REQUIREMENT:
Keep writing the article below on helping low vision patients with depression, picking up right after its last sentence.

EXCERPT TO READ:
Don’t Leave Your Low Vision Patients Depressed

by Chief Clinical Editor: Richard Shuldiner, OD, FAAO & Guest Writer: Bryan Wolynski, OD, FAAO

Imagine you are the patient with a serious condition and your doctor says, “nothing more can be done”. Sounds terrible. How would you feel? I know this is something I would never want to hear myself, but this is exactly what many of our patients with low vision are being told. They leave your office more scared, more nervous and too often more depressed and, in some cases, suicidal.

I have had many low vision patients come to me, who are desperate and scared, after having seen many other eye doctors in hopes of getting help. They hope that I will be the one to give them that magic pair of eyeglasses as an answer to their vision loss. Of course, there are no “magic glasses” but low vision doctors are able to provide the help they need to move forward and not into a downward spiral. We can help to alleviate those feelings of anxiety and depression, give them hope for the future, and low vision devices to improve function and quality of life.

The NEI reports that by the year 2050 the number of people who are visually impaired will double. This means that most of us will more than likely encounter more patients with vision loss and depression. The Depression in Visual Impairment Trial is studying the best approach to the treatment of depression in vision loss. But what if you’re not a low vision specialist or what if you do not have the necessary equipment or aids available to help? In fact, you can do a lot.

[Stored items]

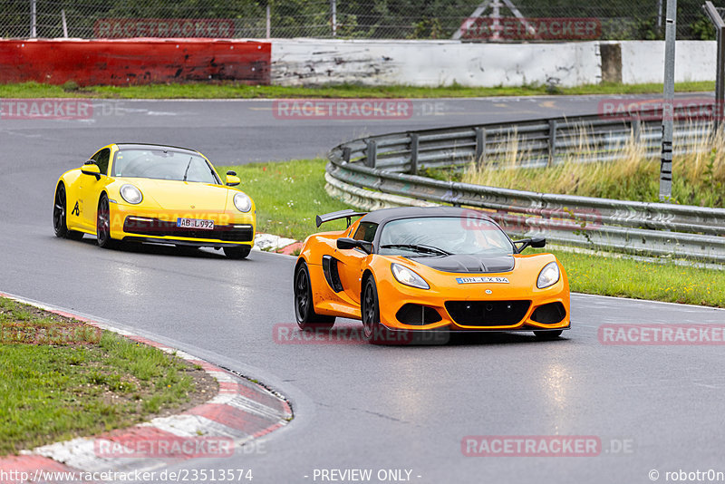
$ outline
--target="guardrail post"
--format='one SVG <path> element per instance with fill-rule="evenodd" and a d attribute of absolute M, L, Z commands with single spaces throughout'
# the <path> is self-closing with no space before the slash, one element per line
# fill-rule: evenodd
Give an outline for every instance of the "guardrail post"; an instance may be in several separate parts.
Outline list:
<path fill-rule="evenodd" d="M 554 157 L 556 156 L 556 120 L 549 120 L 549 160 L 547 167 L 554 164 Z"/>
<path fill-rule="evenodd" d="M 480 168 L 486 162 L 486 128 L 478 126 L 476 131 L 476 168 Z"/>
<path fill-rule="evenodd" d="M 418 174 L 419 137 L 417 132 L 411 133 L 411 175 Z"/>
<path fill-rule="evenodd" d="M 639 144 L 640 140 L 642 140 L 642 120 L 637 118 L 633 121 L 632 121 L 632 129 L 633 131 L 634 136 L 634 142 Z"/>
<path fill-rule="evenodd" d="M 375 168 L 378 161 L 378 143 L 375 140 L 368 140 L 365 142 L 368 146 L 365 151 L 365 166 Z"/>

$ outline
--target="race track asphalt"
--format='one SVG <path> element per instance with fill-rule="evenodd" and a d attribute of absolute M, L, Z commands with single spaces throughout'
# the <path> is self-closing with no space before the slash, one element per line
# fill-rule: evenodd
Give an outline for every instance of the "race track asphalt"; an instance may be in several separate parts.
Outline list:
<path fill-rule="evenodd" d="M 98 101 L 86 120 L 0 119 L 0 291 L 133 328 L 290 399 L 295 420 L 251 451 L 185 469 L 251 469 L 256 483 L 320 482 L 314 469 L 371 469 L 373 482 L 380 469 L 411 469 L 420 483 L 648 482 L 652 469 L 661 480 L 681 469 L 725 471 L 722 347 L 597 338 L 604 324 L 723 324 L 724 311 L 575 295 L 573 328 L 555 342 L 520 334 L 445 346 L 290 344 L 273 329 L 295 322 L 293 257 L 102 250 L 89 236 L 53 234 L 58 176 L 111 141 L 188 146 L 218 165 L 310 158 L 369 133 L 591 113 L 599 100 L 414 102 L 420 115 L 398 121 L 279 120 L 268 101 Z M 596 436 L 602 451 L 466 457 L 469 435 Z M 617 451 L 622 443 L 626 451 Z"/>

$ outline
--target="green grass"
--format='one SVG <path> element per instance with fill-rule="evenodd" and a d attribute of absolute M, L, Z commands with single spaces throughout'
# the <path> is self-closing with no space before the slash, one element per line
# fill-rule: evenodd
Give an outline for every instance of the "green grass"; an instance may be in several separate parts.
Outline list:
<path fill-rule="evenodd" d="M 301 160 L 237 167 L 241 188 L 256 203 L 257 229 L 303 240 L 315 233 L 314 216 L 349 208 L 324 191 L 326 160 Z M 320 230 L 341 229 L 344 221 Z M 530 249 L 529 249 L 530 250 Z M 628 258 L 552 250 L 580 293 L 725 307 L 725 270 L 640 262 Z"/>
<path fill-rule="evenodd" d="M 714 82 L 678 82 L 682 92 L 715 89 Z M 525 85 L 520 87 L 471 88 L 460 85 L 413 87 L 404 85 L 367 87 L 340 84 L 321 87 L 283 87 L 239 83 L 151 84 L 129 86 L 79 87 L 75 82 L 63 85 L 24 82 L 0 84 L 2 98 L 109 98 L 109 99 L 259 99 L 259 98 L 469 98 L 488 96 L 528 96 L 541 94 L 662 94 L 662 84 L 604 83 L 578 87 Z"/>
<path fill-rule="evenodd" d="M 0 456 L 148 420 L 188 400 L 186 363 L 0 298 Z"/>
<path fill-rule="evenodd" d="M 578 293 L 725 307 L 725 270 L 552 250 Z"/>
<path fill-rule="evenodd" d="M 694 125 L 693 125 L 694 128 Z M 630 138 L 607 154 L 614 161 L 582 163 L 580 157 L 591 156 L 596 150 L 591 132 L 582 129 L 576 146 L 563 153 L 563 160 L 552 167 L 520 169 L 517 165 L 529 158 L 518 148 L 516 140 L 502 142 L 508 153 L 500 160 L 487 159 L 486 163 L 471 163 L 459 179 L 476 185 L 512 189 L 532 189 L 544 193 L 580 195 L 620 200 L 658 201 L 660 160 L 646 156 L 645 146 Z M 696 152 L 677 155 L 672 160 L 671 202 L 703 207 L 725 207 L 725 136 L 722 131 L 700 135 L 691 140 Z M 430 170 L 434 178 L 459 176 Z"/>
<path fill-rule="evenodd" d="M 326 160 L 299 160 L 285 162 L 253 163 L 220 167 L 234 169 L 242 179 L 239 188 L 256 205 L 256 230 L 304 240 L 316 232 L 314 217 L 348 208 L 324 191 Z M 320 230 L 338 230 L 345 221 L 324 224 Z"/>

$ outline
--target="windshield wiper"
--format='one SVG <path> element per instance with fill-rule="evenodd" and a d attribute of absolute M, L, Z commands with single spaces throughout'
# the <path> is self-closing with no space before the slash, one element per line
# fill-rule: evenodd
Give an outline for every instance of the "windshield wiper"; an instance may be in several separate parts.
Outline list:
<path fill-rule="evenodd" d="M 381 246 L 380 248 L 410 248 L 417 250 L 418 252 L 424 252 L 426 254 L 438 254 L 440 256 L 452 256 L 451 252 L 443 250 L 442 248 L 434 247 L 433 246 L 426 246 L 425 244 L 385 244 Z"/>
<path fill-rule="evenodd" d="M 184 181 L 187 180 L 187 175 L 188 175 L 188 169 L 191 167 L 191 161 L 194 160 L 194 157 L 191 156 L 188 158 L 188 164 L 187 165 L 187 169 L 184 171 Z"/>

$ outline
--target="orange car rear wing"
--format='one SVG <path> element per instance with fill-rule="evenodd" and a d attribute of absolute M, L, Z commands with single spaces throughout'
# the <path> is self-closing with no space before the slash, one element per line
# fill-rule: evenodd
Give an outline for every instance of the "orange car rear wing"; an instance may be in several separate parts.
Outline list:
<path fill-rule="evenodd" d="M 324 215 L 318 215 L 314 218 L 314 222 L 317 224 L 317 227 L 319 227 L 324 222 L 329 222 L 330 220 L 347 218 L 347 227 L 350 227 L 350 224 L 353 222 L 353 217 L 362 217 L 363 215 L 367 215 L 367 212 L 356 212 L 354 210 L 347 208 L 345 210 L 339 210 L 336 212 L 326 213 Z"/>

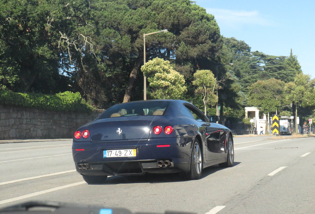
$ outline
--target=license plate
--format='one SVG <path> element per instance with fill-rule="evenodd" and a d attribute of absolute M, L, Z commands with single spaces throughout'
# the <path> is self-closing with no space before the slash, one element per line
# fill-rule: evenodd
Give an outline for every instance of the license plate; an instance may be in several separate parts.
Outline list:
<path fill-rule="evenodd" d="M 137 150 L 115 150 L 103 151 L 104 158 L 121 158 L 124 157 L 136 157 Z"/>

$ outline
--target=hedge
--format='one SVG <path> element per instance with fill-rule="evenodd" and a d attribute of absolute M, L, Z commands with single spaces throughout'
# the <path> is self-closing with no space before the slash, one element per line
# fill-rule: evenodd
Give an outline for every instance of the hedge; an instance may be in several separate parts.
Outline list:
<path fill-rule="evenodd" d="M 67 91 L 55 95 L 22 94 L 0 90 L 0 104 L 50 110 L 91 113 L 94 108 L 86 104 L 79 92 Z"/>

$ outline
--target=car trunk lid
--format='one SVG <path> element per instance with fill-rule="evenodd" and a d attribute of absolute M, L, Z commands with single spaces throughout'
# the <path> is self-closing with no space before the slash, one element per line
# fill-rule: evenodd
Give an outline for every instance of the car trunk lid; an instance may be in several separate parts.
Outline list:
<path fill-rule="evenodd" d="M 90 125 L 95 143 L 147 140 L 153 123 L 161 116 L 136 116 L 100 119 Z"/>

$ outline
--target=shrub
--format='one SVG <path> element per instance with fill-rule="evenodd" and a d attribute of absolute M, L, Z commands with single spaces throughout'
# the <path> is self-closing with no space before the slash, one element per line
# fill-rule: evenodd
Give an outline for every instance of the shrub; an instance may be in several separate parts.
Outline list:
<path fill-rule="evenodd" d="M 55 95 L 22 94 L 0 91 L 0 104 L 55 111 L 91 113 L 93 107 L 88 105 L 79 92 L 65 92 Z"/>

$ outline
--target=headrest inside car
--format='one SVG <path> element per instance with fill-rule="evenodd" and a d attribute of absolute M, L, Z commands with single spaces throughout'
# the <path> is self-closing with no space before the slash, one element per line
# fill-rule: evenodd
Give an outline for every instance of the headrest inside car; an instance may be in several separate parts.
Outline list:
<path fill-rule="evenodd" d="M 120 116 L 121 116 L 121 114 L 120 113 L 114 113 L 110 115 L 110 117 L 116 117 Z"/>
<path fill-rule="evenodd" d="M 153 112 L 153 115 L 163 115 L 163 111 L 161 110 L 157 110 L 155 112 Z"/>

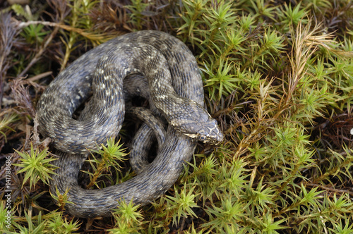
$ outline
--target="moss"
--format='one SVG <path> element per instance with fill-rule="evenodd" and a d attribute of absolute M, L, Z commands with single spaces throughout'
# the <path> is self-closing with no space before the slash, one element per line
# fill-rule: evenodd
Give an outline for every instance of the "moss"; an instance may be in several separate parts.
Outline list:
<path fill-rule="evenodd" d="M 166 195 L 145 207 L 123 204 L 112 218 L 73 223 L 61 211 L 48 212 L 56 208 L 47 205 L 47 186 L 39 180 L 35 191 L 16 174 L 14 228 L 49 231 L 62 223 L 67 233 L 353 232 L 350 1 L 59 2 L 1 11 L 13 13 L 23 25 L 1 20 L 3 38 L 11 38 L 0 47 L 7 55 L 0 61 L 5 100 L 12 99 L 6 90 L 11 80 L 28 74 L 18 92 L 26 98 L 18 98 L 17 107 L 2 104 L 4 116 L 21 116 L 1 128 L 15 131 L 2 130 L 4 149 L 19 147 L 23 137 L 20 148 L 46 147 L 23 127 L 32 128 L 27 97 L 35 103 L 47 80 L 41 74 L 56 75 L 114 35 L 147 29 L 176 35 L 191 49 L 203 71 L 208 111 L 226 140 L 217 147 L 199 146 Z M 5 149 L 3 155 L 18 160 Z M 128 171 L 111 169 L 123 180 L 130 177 Z"/>

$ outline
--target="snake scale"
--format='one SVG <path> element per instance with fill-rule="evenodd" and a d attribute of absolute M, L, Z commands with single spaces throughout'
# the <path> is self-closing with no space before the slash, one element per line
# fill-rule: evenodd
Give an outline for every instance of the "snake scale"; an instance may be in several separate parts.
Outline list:
<path fill-rule="evenodd" d="M 126 80 L 131 85 L 124 89 Z M 146 90 L 150 105 L 169 123 L 155 159 L 119 185 L 100 190 L 80 187 L 77 178 L 88 152 L 118 135 L 125 97 Z M 80 116 L 73 118 L 91 94 Z M 38 131 L 52 139 L 59 155 L 51 193 L 56 195 L 56 188 L 61 194 L 68 192 L 66 210 L 84 218 L 111 216 L 122 199 L 141 204 L 152 202 L 177 180 L 183 164 L 192 157 L 196 140 L 217 144 L 223 139 L 217 121 L 203 106 L 196 59 L 182 42 L 167 33 L 128 33 L 89 51 L 60 73 L 38 101 Z"/>

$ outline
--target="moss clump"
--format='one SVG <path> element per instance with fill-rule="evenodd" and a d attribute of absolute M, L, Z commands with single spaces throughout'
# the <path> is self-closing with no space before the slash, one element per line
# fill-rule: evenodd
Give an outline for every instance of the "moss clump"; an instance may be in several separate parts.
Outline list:
<path fill-rule="evenodd" d="M 6 146 L 1 154 L 14 161 L 18 154 L 6 149 L 28 149 L 32 143 L 40 152 L 46 147 L 25 129 L 48 71 L 56 75 L 113 35 L 145 29 L 169 32 L 193 50 L 208 110 L 226 140 L 217 147 L 199 147 L 166 195 L 145 207 L 123 203 L 112 218 L 75 222 L 61 211 L 48 212 L 56 207 L 45 202 L 51 200 L 45 183 L 22 185 L 22 173 L 14 174 L 13 225 L 6 233 L 50 231 L 58 223 L 66 233 L 353 233 L 350 1 L 62 2 L 2 4 L 6 114 L 0 121 L 14 113 L 16 118 L 1 130 Z M 4 16 L 9 12 L 17 21 Z M 25 74 L 27 79 L 18 80 Z M 122 180 L 131 176 L 116 168 L 110 170 Z M 0 215 L 4 219 L 6 213 Z"/>

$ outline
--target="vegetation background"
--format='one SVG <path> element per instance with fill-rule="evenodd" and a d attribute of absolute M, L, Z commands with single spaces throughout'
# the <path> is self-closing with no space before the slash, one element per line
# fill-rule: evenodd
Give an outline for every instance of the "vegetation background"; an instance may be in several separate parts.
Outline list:
<path fill-rule="evenodd" d="M 8 0 L 0 8 L 0 159 L 11 156 L 13 202 L 8 228 L 3 194 L 1 233 L 353 233 L 352 1 Z M 36 102 L 80 54 L 148 29 L 192 50 L 226 139 L 200 144 L 151 204 L 76 218 L 48 192 L 54 168 L 47 142 L 33 135 Z M 103 159 L 124 157 L 111 147 Z M 119 168 L 97 159 L 83 181 L 102 187 L 133 176 L 126 161 Z M 4 166 L 1 186 L 5 174 Z"/>

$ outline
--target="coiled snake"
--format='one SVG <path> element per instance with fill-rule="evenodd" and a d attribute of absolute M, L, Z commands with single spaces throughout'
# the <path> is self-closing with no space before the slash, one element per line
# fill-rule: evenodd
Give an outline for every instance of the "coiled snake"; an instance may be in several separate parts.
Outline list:
<path fill-rule="evenodd" d="M 132 91 L 123 90 L 123 80 L 133 84 L 134 77 L 136 87 L 126 89 Z M 148 83 L 150 106 L 169 123 L 164 143 L 154 161 L 132 179 L 101 190 L 81 188 L 77 177 L 88 150 L 117 135 L 124 120 L 124 96 L 148 89 L 139 86 L 141 79 Z M 73 112 L 91 90 L 92 97 L 78 119 L 73 119 Z M 192 157 L 195 139 L 211 143 L 223 139 L 217 121 L 203 106 L 203 84 L 195 58 L 184 43 L 168 34 L 129 33 L 90 50 L 61 72 L 38 101 L 38 130 L 52 138 L 60 152 L 52 194 L 56 187 L 61 194 L 68 191 L 67 211 L 85 218 L 110 216 L 123 198 L 143 204 L 152 201 L 176 180 L 183 164 Z"/>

ANSWER FOR THE TASK:
  1. Inform them of low vision services. Just saying “do a Google search of low vision care” (or take a few moments and do one with them) can make the difference. Many of my patients find me through the internet and wish their doctor said something.
  2. Explain their eye disease. Many patients who are experiencing vision loss do not understand what is happening or their own diagnosis. Sometimes just an understanding of the disease process and what is happening to their vision can help them to be more accepting of the tools or devices available.
  3. Provide high power reading glasses. Most low vision patients often need just basic higher power reading glasses, which can be easily provided by any eye care practitioner. Don’t be afraid to prescribe a high power add, like a +4 or +5. There are labs out there that can accommodate and resources that can help you.
  4. If you know one, refer to a low vision specialist. You or your staff can find out who your local low vision doctors are and refer to them. They are not there to steal your patient and will happily send them back to you with prescription in hand if needed, and to continue eye health services.
  5. Provide low vision resources. A great resource is the Vision Aware Program by the American Foundation for the Blind.

Don’t leave your patients anxious, depressed and nervous. Help them navigate the world of low vision resources and be their advocate. Simple things you can do, like any of the above, can make a huge difference and put your patient with vision loss on the right path. Just think to yourself, “There is something I can do.”